WHAT IS REQUIRED
Print every line of the data word for word.

Dataset items:
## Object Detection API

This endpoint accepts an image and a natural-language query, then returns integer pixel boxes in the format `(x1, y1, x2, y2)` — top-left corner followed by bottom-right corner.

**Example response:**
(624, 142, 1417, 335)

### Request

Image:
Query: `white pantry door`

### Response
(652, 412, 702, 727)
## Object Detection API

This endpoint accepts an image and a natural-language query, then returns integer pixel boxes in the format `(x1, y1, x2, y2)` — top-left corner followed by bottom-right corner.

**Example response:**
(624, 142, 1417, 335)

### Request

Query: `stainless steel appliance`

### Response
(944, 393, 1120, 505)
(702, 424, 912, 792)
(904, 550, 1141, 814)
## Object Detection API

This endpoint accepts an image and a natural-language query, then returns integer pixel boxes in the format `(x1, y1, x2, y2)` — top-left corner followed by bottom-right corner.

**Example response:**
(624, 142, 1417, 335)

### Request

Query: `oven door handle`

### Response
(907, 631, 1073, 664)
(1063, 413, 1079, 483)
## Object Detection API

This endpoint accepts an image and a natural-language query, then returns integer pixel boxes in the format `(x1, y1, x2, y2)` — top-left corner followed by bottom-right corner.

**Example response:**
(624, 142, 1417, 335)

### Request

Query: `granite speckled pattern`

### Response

ANSWER TO THIS EXERCISE
## Object Detection API

This endpoint accepts an image and a natural-language query, then returns integer pixel boxes in the format `(x1, y1, x2, y2)` — top-left corner followed by bottom-right corner.

**Example response:**
(624, 142, 1417, 335)

### Request

Image:
Query: `white pantry door`

### Response
(652, 412, 702, 727)
## Object Detection API

This endpoint accepts an image and a natural-language query, then returns integer pixel boxes in the format `(x1, y1, x2, y2)` — top-left corner followed by bottom-right corner.

**Example response:**
(624, 142, 1417, 335)

### Request

Query: `stainless steel appliance`

### Response
(944, 393, 1120, 505)
(702, 424, 912, 792)
(904, 550, 1141, 814)
## Object Detection API

This endpoint accepts an image and a natural-language query, then returns integer pixel boxes in the format `(x1, y1, x2, y2)` — top-left corner followed by bottom-right corner.

**Example response:**
(624, 142, 1417, 335)

### Request

Query: `oven door handle`

### Response
(907, 631, 1073, 664)
(1063, 413, 1079, 483)
## Object Detection API

This endpoint accepts an image and a natural-language query, then returns integer pixel boxes in the format `(x1, y1, x2, y2)` — top-left corner followed by bottom-right corner.

**Example response:**
(624, 142, 1417, 335)

### Request

Query: `granite speckled pattern`

### Response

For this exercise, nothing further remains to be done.